- Task inputs -
------------
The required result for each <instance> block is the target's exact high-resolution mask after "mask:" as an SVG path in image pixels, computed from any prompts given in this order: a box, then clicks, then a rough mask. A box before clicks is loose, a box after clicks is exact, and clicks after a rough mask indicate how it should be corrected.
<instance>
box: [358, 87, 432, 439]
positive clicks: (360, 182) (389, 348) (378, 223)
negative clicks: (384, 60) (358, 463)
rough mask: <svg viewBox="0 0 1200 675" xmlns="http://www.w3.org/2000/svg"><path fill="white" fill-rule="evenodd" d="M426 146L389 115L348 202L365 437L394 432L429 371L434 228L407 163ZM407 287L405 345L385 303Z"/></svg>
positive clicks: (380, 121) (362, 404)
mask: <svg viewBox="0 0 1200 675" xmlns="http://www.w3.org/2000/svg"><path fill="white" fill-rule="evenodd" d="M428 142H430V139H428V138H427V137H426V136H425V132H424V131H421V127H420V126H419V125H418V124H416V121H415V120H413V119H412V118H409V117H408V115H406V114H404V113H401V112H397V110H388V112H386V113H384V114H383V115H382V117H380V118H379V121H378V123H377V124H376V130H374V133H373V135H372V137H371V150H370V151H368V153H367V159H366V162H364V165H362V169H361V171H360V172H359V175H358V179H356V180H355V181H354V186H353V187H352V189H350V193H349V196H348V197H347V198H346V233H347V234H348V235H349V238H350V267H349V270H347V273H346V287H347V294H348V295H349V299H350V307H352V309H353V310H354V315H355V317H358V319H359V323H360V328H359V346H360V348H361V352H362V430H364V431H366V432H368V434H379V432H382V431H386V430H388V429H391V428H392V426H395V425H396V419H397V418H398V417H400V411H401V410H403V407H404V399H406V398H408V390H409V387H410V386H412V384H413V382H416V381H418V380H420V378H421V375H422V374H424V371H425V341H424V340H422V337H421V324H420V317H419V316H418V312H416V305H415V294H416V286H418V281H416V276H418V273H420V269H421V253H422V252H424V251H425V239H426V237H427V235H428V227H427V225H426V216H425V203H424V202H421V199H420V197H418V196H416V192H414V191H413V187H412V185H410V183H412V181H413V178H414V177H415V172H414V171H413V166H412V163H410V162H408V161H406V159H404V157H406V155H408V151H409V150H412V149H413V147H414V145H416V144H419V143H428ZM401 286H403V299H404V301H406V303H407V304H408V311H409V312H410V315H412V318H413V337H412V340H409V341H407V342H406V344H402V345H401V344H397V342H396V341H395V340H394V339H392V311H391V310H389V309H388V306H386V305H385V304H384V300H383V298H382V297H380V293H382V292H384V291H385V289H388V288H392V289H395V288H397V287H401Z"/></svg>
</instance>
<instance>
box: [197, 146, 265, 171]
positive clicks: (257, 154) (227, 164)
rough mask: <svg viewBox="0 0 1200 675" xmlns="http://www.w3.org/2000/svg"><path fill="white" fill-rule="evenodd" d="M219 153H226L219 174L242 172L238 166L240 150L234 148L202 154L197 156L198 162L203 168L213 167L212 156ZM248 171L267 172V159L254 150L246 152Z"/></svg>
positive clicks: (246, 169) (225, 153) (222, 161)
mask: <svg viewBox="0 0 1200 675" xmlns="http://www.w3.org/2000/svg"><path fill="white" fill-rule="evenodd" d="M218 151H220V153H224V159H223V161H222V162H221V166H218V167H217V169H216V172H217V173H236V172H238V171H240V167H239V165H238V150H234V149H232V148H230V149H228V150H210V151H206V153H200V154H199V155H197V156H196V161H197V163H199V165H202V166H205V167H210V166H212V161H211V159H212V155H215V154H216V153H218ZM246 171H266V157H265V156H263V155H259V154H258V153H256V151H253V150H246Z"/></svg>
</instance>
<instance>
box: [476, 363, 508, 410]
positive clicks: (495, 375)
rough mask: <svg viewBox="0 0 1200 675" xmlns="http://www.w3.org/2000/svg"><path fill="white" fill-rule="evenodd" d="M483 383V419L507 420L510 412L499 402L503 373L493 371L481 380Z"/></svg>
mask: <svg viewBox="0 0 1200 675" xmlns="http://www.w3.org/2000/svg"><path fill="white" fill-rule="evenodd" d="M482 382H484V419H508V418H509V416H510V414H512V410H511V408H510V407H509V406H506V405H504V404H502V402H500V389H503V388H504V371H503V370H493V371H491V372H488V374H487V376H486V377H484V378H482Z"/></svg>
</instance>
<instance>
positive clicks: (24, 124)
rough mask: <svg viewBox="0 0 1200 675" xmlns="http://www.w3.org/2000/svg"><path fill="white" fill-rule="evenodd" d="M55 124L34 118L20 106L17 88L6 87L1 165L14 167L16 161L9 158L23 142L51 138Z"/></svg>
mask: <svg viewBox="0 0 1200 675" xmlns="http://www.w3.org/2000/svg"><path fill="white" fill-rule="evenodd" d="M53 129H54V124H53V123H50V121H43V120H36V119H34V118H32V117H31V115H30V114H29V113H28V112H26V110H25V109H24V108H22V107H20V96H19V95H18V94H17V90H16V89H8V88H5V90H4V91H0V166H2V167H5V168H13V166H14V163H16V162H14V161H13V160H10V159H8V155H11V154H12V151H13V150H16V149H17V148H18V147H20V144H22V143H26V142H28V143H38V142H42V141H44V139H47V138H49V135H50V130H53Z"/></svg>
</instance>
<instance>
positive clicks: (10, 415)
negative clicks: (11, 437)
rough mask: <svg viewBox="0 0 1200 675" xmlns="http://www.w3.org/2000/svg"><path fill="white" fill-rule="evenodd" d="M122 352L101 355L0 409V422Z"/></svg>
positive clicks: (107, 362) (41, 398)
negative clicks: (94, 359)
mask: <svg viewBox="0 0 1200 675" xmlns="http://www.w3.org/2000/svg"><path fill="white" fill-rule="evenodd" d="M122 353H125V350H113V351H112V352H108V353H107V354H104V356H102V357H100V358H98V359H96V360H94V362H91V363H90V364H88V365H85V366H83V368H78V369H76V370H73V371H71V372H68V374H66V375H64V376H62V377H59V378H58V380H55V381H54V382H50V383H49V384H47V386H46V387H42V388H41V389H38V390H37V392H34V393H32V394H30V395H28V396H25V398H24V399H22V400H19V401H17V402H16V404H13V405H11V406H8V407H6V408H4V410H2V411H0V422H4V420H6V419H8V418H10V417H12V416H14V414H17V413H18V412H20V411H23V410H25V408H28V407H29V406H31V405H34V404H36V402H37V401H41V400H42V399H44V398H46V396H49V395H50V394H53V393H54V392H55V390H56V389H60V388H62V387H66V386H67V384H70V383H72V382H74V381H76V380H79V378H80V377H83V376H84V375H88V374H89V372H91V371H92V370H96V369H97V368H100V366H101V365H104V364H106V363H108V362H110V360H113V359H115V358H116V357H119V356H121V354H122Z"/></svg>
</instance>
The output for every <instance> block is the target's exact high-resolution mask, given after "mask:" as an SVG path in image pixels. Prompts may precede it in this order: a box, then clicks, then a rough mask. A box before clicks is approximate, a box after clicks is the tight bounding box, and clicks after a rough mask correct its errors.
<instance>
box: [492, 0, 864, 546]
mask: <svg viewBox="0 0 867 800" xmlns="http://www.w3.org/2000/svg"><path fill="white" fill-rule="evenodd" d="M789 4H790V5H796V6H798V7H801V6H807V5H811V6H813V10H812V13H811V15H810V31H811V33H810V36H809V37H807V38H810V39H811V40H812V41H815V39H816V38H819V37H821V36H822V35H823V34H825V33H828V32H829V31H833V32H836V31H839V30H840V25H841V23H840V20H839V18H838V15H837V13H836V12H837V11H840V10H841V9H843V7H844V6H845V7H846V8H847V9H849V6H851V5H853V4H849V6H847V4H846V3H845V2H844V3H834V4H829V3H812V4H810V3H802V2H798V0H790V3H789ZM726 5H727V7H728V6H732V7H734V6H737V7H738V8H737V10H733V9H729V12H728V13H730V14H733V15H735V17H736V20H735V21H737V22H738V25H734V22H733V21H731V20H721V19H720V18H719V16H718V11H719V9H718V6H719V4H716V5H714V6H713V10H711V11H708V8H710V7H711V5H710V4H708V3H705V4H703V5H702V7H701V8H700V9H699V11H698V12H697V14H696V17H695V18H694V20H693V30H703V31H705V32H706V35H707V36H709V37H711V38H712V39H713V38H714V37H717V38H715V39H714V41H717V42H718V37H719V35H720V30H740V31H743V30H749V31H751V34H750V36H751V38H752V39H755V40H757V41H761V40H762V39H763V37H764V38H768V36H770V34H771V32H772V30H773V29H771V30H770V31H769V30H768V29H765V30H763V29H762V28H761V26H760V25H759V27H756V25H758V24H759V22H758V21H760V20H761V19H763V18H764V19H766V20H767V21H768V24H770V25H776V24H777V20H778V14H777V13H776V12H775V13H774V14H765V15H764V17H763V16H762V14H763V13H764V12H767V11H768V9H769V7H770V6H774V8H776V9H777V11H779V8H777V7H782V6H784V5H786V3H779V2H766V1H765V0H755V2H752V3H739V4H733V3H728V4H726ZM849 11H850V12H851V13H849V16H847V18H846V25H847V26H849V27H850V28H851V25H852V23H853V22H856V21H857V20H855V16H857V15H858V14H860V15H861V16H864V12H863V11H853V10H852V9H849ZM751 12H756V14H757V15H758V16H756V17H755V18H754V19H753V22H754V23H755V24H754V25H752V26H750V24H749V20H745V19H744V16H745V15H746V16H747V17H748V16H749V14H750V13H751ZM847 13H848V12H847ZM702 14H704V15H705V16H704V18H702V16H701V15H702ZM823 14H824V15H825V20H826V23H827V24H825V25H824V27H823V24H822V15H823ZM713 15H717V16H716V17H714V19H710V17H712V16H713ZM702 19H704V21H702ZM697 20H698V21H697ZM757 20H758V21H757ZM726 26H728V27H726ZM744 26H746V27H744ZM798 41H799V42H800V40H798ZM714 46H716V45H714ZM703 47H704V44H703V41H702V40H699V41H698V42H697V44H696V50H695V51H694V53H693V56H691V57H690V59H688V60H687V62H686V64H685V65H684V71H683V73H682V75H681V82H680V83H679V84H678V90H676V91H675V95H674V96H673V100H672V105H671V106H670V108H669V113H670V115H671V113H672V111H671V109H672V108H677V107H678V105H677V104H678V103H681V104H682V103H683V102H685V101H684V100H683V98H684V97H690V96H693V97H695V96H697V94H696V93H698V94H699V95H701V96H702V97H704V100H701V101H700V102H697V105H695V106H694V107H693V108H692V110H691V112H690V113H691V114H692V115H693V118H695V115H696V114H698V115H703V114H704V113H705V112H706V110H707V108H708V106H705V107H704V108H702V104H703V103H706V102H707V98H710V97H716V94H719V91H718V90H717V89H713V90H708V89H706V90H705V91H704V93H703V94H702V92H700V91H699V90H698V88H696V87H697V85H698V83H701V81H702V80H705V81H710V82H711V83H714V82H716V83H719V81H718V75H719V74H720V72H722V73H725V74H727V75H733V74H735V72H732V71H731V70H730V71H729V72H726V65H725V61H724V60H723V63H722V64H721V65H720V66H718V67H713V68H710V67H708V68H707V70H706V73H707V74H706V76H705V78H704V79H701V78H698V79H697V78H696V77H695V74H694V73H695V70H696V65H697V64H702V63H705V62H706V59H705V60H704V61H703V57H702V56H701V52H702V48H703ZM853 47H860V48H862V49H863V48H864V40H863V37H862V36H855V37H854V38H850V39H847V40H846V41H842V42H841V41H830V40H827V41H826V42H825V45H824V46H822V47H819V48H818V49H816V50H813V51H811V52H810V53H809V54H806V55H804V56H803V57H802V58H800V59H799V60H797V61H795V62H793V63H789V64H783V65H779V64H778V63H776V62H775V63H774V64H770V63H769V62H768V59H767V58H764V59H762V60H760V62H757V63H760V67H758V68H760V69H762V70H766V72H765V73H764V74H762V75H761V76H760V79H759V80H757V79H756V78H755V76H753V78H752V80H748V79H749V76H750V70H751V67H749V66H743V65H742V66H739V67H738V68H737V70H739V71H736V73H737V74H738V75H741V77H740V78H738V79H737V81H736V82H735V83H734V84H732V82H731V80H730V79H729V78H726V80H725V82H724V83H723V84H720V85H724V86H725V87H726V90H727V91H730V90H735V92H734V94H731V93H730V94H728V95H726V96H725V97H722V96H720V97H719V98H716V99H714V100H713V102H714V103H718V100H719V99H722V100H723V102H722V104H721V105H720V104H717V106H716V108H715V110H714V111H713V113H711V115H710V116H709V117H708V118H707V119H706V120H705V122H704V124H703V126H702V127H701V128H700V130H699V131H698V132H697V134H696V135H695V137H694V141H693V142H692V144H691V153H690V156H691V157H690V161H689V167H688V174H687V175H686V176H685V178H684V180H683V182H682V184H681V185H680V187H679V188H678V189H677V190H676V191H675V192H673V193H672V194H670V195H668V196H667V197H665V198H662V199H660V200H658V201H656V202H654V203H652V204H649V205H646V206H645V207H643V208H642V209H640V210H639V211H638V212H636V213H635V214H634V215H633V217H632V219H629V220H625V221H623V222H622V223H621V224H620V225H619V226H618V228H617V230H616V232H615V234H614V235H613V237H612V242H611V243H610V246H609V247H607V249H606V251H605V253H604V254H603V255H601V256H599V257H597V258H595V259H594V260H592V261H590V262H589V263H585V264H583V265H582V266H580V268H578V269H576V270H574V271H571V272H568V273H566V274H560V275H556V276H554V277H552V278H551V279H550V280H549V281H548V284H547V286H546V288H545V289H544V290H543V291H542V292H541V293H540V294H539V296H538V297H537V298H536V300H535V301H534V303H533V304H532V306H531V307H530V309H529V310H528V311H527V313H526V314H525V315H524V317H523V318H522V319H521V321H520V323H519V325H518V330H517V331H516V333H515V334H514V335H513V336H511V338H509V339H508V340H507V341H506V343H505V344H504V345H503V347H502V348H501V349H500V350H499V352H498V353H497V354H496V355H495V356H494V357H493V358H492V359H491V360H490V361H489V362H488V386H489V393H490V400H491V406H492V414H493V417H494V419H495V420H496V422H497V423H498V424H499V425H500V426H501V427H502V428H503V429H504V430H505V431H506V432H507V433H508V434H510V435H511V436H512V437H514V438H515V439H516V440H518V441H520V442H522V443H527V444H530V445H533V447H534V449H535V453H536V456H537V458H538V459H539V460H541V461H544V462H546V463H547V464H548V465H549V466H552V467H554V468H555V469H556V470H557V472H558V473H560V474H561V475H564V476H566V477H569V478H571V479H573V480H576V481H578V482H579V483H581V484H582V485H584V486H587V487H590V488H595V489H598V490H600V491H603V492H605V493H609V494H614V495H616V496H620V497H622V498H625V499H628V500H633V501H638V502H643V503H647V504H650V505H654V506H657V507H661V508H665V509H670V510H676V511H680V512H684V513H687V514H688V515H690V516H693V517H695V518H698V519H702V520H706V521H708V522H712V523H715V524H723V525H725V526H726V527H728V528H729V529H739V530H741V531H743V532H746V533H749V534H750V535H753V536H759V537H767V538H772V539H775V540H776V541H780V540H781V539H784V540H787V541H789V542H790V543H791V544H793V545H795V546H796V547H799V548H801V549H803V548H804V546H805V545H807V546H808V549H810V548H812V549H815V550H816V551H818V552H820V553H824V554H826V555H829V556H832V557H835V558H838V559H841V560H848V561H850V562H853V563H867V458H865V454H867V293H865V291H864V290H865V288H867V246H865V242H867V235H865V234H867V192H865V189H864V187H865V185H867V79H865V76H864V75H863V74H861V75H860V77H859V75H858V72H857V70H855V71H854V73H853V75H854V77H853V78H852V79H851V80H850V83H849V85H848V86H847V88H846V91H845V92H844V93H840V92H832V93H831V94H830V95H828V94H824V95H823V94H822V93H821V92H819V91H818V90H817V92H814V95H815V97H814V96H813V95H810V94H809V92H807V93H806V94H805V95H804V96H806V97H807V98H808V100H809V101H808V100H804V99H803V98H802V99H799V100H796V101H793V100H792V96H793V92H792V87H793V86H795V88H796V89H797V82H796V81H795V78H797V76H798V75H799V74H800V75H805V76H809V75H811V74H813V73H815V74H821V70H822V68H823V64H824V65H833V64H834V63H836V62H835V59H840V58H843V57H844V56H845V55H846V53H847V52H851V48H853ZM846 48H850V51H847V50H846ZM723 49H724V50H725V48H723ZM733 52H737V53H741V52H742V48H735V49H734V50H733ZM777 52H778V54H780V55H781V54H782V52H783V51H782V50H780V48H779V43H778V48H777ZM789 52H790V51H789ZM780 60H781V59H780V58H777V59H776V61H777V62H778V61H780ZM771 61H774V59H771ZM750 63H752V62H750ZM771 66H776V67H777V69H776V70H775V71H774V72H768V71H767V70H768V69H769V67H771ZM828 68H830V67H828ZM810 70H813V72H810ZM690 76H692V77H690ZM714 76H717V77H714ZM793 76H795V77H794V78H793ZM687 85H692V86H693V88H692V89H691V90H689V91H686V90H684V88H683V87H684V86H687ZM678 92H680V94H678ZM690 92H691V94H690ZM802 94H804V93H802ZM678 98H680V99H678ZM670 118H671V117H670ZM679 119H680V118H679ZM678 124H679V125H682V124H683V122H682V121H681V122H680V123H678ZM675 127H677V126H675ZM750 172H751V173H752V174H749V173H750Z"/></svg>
------------
- Try it -
Starting with the first line and going on through the line with "positive clicks: (380, 121) (362, 404)", write those lines out again with every "rough mask" changed to "coarse mask" and nothing else altered.

- Solution for this exercise -
The required result for each <instance> block is the target's exact high-resolution mask after "mask:" as an SVG path in image pixels, computed from any prompts given in this order: a box, then clicks, then a coarse mask. A box before clicks is loose, a box after clicks is exact, and clicks after a coarse mask indicate how it should be corrected.
<instance>
box: [358, 87, 432, 439]
positive clicks: (360, 182) (389, 348) (378, 223)
negative clicks: (384, 60) (358, 463)
coarse mask: <svg viewBox="0 0 1200 675" xmlns="http://www.w3.org/2000/svg"><path fill="white" fill-rule="evenodd" d="M426 146L389 115L348 202L365 437L394 432L429 371L434 228L407 163ZM407 287L405 345L385 303Z"/></svg>
positive clicks: (380, 121) (362, 404)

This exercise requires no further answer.